> **Short problem**
Locate each line of the material below that contains the string "carving", treating uppercase and lowercase letters as distinct, and reproduce every such line in full.
:: The input
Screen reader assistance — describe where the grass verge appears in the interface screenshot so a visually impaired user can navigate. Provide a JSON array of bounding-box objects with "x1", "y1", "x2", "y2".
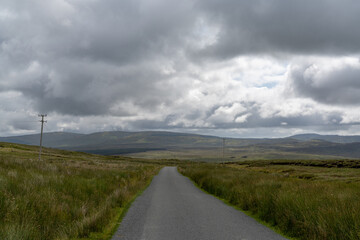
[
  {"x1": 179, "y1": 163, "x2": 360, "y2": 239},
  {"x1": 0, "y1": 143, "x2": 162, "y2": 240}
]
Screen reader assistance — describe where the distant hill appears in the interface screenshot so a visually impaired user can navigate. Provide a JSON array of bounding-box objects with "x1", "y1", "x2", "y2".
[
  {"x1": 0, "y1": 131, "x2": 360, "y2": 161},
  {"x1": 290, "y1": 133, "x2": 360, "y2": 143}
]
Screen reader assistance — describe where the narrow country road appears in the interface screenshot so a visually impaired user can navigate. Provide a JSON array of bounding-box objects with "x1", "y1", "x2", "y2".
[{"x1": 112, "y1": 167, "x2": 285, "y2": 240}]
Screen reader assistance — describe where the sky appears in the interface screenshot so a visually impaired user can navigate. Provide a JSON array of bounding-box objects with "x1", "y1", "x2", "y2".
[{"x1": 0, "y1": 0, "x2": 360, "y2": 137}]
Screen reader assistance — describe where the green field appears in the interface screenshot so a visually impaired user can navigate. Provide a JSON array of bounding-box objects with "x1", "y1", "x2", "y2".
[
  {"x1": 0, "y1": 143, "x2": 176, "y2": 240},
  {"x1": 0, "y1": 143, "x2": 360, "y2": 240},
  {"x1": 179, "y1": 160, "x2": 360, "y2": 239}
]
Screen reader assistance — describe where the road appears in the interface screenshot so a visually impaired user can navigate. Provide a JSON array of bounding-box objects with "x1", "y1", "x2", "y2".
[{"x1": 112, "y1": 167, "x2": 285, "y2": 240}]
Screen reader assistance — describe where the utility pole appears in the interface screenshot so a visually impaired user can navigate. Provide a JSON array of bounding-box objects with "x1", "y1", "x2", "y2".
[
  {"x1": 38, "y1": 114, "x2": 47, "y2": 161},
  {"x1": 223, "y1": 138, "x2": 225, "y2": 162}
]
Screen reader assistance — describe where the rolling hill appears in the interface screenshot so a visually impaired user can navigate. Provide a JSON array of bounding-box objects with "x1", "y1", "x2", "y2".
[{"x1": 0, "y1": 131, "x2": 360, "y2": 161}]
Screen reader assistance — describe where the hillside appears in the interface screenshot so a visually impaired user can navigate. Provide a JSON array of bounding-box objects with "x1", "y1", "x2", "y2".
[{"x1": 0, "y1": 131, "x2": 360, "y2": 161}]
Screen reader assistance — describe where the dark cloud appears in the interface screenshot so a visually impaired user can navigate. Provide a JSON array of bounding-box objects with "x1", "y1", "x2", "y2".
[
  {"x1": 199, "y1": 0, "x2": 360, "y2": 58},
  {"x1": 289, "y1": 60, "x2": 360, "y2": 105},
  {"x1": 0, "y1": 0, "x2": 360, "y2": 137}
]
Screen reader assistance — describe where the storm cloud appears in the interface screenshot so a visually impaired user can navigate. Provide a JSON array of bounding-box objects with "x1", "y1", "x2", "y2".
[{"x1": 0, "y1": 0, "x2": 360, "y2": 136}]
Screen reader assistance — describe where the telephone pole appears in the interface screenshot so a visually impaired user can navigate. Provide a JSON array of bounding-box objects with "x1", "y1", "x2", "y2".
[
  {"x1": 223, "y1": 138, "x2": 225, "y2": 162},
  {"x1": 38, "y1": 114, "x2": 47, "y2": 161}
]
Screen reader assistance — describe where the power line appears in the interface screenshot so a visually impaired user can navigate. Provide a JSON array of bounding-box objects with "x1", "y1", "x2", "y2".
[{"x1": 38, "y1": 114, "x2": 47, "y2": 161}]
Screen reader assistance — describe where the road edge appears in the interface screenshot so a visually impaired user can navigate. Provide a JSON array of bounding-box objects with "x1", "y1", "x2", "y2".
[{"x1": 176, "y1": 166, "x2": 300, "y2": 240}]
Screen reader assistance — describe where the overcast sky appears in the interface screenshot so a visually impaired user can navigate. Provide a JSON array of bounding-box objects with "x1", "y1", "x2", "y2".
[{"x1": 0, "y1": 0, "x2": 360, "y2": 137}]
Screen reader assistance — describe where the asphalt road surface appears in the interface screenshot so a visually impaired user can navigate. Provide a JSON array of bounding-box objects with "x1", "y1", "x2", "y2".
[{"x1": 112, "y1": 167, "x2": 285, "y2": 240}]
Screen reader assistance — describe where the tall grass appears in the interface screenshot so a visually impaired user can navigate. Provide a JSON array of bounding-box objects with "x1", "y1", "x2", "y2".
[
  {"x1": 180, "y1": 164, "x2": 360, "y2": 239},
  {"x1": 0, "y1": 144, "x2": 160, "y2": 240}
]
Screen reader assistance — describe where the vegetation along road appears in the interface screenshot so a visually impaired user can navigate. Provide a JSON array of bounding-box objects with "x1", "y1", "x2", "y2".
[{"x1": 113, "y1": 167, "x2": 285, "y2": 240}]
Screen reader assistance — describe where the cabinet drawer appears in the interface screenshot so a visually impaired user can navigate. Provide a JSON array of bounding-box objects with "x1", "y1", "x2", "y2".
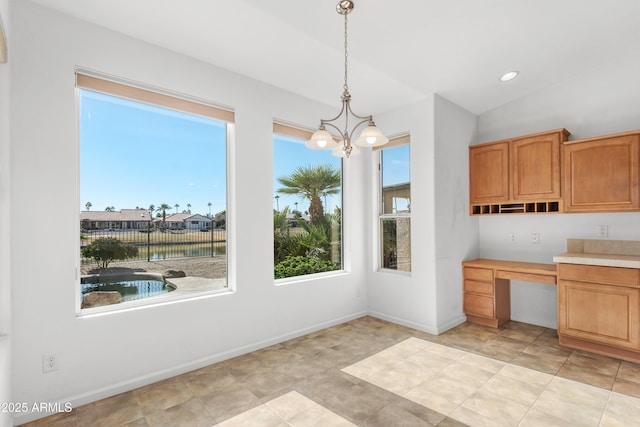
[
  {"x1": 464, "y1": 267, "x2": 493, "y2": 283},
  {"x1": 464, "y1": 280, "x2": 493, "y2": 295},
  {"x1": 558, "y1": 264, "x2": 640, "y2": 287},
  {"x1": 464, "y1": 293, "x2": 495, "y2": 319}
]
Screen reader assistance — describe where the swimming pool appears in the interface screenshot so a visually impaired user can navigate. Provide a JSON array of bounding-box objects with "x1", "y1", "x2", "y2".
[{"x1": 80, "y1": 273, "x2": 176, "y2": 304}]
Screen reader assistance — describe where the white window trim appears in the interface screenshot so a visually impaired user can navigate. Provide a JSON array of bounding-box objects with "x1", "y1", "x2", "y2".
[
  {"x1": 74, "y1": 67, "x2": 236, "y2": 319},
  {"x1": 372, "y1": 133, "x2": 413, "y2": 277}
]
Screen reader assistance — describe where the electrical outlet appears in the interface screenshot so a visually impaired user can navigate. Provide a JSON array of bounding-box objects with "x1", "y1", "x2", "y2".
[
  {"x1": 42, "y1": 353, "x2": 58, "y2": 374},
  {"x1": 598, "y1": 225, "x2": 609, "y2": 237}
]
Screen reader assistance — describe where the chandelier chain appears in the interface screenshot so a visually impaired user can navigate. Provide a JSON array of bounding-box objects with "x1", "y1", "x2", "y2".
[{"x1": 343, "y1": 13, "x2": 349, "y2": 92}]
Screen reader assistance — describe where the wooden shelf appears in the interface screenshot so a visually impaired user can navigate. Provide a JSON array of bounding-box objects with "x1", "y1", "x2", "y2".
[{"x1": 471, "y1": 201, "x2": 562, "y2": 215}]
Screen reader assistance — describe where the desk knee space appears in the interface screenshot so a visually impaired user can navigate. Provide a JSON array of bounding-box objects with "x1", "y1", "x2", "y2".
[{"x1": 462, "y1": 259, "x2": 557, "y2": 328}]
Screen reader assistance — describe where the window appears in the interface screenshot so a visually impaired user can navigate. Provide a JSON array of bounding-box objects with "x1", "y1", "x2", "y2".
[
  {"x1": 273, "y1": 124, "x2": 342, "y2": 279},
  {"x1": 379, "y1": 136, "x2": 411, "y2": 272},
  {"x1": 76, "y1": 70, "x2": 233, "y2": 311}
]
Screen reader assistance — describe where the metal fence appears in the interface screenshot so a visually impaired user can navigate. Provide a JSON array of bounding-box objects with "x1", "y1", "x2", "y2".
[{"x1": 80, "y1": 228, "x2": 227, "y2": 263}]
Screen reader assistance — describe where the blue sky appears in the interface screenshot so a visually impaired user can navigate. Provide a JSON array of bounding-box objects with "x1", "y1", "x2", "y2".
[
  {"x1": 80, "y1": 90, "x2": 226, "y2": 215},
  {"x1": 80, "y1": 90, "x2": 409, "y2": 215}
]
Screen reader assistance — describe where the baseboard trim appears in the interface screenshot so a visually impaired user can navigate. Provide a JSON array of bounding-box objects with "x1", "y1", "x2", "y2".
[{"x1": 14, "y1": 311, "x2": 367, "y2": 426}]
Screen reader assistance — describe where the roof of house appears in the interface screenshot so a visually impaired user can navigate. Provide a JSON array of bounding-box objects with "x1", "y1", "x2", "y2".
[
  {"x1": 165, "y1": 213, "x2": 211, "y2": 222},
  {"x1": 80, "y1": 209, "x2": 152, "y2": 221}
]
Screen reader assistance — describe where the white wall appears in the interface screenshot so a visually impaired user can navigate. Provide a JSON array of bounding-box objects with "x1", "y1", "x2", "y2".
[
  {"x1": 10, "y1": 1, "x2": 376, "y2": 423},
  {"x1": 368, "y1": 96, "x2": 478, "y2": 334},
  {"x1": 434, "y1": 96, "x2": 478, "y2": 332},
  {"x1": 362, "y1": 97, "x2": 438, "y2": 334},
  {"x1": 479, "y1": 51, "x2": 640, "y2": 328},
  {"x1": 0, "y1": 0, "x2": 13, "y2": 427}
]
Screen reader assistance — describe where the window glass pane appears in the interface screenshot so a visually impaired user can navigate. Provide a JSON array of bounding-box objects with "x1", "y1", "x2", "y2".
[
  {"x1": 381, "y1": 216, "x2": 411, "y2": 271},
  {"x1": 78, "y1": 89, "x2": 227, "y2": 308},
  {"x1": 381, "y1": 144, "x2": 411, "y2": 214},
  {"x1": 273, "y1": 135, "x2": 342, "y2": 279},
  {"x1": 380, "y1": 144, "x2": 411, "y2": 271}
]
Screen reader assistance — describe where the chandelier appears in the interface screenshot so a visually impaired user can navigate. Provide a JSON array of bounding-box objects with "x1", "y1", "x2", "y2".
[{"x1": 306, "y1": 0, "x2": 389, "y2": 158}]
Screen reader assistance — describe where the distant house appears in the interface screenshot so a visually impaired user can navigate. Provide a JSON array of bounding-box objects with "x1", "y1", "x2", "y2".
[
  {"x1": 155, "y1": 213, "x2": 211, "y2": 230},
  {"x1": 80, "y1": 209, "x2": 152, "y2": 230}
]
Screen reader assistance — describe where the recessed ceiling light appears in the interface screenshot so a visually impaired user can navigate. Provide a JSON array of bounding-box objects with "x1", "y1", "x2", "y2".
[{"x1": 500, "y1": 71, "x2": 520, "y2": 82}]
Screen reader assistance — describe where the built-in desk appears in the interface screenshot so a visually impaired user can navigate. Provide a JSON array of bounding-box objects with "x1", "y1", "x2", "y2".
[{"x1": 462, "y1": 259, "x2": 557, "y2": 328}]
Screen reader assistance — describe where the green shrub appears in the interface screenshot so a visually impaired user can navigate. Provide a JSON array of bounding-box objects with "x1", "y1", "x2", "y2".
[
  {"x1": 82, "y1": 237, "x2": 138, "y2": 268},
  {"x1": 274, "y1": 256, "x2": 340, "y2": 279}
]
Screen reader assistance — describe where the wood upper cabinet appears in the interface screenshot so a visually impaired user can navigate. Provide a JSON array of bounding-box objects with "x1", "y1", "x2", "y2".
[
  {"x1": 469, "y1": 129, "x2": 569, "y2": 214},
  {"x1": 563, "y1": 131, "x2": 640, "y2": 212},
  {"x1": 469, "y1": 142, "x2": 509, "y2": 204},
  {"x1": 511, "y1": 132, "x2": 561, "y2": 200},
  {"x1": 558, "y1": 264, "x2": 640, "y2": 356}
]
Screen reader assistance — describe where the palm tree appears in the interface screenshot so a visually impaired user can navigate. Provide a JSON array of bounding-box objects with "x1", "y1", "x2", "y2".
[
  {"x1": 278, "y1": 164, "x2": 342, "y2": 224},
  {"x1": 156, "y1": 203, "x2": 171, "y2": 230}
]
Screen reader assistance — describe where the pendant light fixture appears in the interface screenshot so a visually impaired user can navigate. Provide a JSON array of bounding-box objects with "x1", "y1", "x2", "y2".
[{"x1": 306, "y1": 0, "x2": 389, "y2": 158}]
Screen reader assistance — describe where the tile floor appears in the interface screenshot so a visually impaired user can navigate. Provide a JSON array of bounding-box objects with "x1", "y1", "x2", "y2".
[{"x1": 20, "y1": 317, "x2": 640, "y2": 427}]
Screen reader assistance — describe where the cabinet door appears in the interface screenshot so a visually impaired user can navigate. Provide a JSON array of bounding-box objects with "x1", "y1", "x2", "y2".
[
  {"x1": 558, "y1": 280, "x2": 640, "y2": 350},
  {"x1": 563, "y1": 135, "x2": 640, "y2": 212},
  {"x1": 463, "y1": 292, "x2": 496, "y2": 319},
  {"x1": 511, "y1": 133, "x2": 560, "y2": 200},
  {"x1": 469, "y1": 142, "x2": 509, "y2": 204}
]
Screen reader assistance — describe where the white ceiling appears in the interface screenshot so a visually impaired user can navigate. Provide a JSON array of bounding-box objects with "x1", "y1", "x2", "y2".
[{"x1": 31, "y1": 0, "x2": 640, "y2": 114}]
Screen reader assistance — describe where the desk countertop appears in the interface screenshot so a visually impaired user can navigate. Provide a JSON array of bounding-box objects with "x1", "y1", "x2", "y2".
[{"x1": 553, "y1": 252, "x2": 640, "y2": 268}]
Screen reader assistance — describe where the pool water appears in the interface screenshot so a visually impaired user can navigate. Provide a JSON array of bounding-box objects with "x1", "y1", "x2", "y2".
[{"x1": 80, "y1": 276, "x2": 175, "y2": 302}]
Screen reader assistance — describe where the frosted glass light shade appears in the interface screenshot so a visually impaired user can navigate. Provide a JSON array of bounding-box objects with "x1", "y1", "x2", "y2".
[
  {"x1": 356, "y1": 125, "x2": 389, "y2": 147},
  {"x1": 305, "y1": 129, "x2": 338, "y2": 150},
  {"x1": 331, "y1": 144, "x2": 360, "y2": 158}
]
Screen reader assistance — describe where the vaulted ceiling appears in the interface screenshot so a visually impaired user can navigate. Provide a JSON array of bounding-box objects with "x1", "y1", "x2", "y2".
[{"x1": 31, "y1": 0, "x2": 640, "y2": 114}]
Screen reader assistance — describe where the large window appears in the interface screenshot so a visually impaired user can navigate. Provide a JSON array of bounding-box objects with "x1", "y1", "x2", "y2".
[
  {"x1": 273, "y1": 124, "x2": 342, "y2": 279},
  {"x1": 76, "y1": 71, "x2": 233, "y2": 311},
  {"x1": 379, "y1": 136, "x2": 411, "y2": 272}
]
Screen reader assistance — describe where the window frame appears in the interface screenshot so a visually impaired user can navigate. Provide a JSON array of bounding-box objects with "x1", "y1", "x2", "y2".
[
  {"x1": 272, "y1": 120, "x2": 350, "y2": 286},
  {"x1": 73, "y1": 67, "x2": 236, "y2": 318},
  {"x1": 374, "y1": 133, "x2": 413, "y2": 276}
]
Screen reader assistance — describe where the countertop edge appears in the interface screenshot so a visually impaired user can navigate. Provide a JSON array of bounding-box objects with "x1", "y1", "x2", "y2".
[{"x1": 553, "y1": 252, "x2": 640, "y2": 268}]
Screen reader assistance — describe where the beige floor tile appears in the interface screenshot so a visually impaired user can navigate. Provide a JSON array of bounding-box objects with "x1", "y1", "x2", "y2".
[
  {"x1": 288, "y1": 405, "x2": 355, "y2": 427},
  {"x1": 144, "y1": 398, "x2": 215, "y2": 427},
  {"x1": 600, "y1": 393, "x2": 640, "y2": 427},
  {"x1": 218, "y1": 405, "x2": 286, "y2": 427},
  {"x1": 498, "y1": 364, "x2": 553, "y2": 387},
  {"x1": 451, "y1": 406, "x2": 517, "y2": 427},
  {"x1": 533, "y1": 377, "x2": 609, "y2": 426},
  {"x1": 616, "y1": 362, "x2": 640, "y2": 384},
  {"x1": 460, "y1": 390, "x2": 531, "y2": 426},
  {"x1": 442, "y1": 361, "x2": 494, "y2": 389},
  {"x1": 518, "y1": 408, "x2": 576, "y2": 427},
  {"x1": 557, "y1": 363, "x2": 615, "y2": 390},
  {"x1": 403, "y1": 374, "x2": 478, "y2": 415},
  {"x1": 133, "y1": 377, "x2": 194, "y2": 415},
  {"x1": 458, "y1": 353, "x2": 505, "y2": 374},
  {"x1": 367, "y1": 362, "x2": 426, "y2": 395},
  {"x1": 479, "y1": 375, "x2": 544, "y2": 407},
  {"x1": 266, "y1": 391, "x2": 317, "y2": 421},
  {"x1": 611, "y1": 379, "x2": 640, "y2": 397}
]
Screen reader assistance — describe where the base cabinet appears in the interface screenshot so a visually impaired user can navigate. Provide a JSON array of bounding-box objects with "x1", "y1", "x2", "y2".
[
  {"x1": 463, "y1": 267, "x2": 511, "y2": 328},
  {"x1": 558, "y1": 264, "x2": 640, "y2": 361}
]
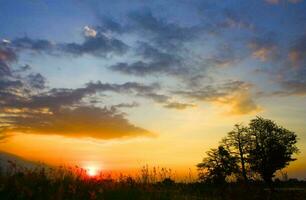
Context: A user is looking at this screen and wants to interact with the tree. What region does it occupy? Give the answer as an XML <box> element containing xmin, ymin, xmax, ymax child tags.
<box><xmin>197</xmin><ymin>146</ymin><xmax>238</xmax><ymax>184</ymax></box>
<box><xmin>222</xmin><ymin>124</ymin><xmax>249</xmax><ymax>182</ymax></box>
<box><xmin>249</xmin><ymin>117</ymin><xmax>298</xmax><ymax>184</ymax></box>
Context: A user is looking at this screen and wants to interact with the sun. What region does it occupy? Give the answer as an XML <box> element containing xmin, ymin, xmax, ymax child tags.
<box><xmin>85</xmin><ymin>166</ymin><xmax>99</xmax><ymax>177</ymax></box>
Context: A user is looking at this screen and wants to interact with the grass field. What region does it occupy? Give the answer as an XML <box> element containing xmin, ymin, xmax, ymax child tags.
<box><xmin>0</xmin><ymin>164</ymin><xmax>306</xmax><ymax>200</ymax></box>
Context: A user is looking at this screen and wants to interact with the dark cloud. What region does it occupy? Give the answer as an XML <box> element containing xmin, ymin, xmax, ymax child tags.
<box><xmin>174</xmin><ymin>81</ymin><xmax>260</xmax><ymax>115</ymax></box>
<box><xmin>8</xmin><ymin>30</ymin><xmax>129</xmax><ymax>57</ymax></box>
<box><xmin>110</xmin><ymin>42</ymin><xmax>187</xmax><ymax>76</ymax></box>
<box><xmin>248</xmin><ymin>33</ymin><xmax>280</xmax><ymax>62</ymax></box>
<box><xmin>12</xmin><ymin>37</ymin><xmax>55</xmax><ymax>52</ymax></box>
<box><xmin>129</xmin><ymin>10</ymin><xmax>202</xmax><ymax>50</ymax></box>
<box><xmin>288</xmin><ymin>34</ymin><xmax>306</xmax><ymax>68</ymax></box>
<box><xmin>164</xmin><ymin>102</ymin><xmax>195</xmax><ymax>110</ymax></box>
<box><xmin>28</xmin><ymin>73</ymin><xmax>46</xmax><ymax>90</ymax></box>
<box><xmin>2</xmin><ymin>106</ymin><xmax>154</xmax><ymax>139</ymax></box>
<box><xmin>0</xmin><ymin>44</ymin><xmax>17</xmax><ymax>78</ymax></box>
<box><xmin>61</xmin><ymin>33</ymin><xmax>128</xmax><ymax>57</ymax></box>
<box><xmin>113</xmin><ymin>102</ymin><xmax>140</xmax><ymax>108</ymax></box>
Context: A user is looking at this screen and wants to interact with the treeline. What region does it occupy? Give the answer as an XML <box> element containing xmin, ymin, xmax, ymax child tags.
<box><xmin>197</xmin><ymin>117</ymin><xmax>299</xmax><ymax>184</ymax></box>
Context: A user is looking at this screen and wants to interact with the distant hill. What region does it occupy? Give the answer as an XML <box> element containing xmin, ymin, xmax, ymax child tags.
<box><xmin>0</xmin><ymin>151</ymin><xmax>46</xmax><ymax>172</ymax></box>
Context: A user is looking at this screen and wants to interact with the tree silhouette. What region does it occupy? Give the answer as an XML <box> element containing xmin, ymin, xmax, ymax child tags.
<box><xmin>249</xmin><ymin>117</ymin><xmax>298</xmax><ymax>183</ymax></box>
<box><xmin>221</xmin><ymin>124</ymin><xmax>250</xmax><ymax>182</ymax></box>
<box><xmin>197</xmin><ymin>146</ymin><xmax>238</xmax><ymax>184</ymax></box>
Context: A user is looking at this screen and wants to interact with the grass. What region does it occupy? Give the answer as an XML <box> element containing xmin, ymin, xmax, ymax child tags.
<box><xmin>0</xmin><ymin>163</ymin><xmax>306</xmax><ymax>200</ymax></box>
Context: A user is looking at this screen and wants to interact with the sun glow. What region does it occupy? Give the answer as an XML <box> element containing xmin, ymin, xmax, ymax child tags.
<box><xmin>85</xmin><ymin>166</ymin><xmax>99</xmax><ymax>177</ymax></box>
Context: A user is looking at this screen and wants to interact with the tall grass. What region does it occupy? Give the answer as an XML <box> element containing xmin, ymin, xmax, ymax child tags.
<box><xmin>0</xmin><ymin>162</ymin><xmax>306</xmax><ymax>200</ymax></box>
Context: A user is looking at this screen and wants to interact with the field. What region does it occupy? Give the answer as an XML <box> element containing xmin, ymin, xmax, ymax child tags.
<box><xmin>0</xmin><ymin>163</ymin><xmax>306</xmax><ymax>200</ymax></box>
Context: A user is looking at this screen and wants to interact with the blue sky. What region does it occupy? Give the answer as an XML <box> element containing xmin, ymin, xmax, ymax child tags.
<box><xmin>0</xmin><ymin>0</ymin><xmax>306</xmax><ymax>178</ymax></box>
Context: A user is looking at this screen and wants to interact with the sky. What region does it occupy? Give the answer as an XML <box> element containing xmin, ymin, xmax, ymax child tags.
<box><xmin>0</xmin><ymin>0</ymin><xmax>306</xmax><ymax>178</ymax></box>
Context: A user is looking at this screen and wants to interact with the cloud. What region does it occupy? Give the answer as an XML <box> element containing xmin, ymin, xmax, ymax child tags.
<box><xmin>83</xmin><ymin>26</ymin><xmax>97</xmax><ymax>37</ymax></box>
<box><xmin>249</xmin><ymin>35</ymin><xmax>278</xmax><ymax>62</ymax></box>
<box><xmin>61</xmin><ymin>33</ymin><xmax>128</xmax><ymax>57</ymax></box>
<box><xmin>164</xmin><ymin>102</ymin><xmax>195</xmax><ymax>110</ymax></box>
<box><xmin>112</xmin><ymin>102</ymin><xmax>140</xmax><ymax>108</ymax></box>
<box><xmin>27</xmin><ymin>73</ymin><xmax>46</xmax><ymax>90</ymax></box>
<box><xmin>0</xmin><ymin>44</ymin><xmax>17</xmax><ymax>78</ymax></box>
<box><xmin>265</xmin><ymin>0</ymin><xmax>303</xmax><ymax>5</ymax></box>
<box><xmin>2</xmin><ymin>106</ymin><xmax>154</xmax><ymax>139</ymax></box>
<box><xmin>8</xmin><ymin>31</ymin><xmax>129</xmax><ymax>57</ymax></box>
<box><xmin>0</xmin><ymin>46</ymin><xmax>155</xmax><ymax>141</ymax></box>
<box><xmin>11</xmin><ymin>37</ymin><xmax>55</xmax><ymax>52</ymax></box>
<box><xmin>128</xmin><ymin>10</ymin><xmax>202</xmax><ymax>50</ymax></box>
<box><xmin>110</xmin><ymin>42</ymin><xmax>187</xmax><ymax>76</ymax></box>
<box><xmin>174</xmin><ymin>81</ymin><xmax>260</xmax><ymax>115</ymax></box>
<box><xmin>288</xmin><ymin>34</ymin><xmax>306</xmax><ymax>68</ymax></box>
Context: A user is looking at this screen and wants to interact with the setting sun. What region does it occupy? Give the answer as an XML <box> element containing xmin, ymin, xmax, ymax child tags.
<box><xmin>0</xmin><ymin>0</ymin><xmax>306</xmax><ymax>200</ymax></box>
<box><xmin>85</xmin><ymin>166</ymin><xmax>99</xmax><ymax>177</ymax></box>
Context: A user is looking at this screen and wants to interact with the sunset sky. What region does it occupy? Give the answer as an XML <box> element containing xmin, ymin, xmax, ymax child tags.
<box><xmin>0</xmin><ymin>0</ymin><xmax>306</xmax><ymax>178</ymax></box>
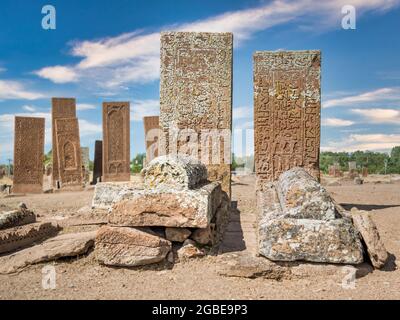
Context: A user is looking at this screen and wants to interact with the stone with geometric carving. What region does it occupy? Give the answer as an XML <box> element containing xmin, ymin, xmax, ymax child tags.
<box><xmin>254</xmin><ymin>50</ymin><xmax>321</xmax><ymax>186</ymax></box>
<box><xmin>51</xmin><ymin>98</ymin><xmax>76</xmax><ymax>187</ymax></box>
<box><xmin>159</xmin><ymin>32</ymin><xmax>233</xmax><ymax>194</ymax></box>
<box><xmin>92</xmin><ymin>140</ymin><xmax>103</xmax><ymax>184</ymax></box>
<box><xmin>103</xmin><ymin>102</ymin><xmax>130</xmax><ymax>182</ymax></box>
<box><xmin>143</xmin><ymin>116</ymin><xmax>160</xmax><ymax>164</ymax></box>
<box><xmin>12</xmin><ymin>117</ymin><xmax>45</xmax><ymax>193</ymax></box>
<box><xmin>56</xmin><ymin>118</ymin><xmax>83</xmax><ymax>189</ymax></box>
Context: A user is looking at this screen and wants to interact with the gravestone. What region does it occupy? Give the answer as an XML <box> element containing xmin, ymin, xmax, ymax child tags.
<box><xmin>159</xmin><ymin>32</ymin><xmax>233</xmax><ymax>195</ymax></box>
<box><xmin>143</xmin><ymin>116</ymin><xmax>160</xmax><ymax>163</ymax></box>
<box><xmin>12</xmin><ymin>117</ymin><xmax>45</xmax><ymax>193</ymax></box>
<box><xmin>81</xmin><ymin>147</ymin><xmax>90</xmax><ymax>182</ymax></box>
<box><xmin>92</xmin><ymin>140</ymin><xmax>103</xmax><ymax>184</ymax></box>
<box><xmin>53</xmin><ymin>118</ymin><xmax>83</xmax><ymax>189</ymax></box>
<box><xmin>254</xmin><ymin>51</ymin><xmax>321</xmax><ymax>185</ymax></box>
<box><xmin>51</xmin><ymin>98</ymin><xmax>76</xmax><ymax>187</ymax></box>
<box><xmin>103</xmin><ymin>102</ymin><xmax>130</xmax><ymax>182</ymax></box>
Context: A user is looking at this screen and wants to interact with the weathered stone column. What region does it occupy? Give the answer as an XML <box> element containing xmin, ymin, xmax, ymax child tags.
::::
> **Response to this task**
Context: A user is looking at this screen and wants to interact with the stone with geometric carving. What region does it occupy? Give the answer as an XML <box> element containing xmin, ymin, xmax, ymax child tags.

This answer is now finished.